ACTIVITY: Every record below is to be restated word for word.

LISTED ENTRIES:
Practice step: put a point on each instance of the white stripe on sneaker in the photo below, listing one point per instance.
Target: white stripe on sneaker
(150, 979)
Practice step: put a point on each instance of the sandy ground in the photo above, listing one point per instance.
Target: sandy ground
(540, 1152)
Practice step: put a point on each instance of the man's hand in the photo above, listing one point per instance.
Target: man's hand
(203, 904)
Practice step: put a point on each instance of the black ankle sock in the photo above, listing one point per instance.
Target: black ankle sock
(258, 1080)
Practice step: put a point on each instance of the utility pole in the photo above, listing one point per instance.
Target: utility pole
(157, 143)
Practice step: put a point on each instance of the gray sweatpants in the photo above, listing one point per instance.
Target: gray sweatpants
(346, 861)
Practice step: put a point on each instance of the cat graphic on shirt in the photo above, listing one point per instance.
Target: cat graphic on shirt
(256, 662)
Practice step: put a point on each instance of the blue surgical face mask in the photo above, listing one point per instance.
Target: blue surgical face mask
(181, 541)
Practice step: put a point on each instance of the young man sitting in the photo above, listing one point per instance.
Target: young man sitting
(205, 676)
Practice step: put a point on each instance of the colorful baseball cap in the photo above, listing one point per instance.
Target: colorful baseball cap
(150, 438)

RESPONSE BELOW:
Practice step: put a point on each instance of the white stripe on sneaker in the photo below, listing one point per instance.
Target: white stripe on sneaker
(150, 979)
Practice step: put a point on each instance of the sandy ground in the photo above, listing one point per instance.
Target: sandy ground
(540, 1152)
Practice step: put a point on each instance of the man's hand in the photo above, listing one point per instance.
Target: man's hand
(203, 904)
Practice step: put a point on each instance of the black ankle sock in the photo above, listing one point per instance.
Target: black ankle sock
(258, 1080)
Practice step: put a point on each instance of the utility pole in the photo above, listing one point per instance.
Target: utility pole
(157, 143)
Practice step: put a point on each instance of the gray sweatpants in the photo above, listing one point per instance.
Target: gray sweatpants
(346, 861)
Practice step: put a point on each instance of the cat graphic on shirt in the photo above, listing one point per instance.
Target: cat graphic on shirt
(256, 662)
Practice step: put a point on each instance of the blue surgical face mask in the photo above, listing one point per instance.
Target: blue surgical face mask
(181, 541)
Practice step: put a point on each instance of the young man sitting in the photo above, listing one point per instance.
Target: young man sitting
(205, 676)
Practice step: put a point on each instance of the colorful baseball cap in the photo above, listing one point per instance.
Target: colorful baseball cap
(150, 438)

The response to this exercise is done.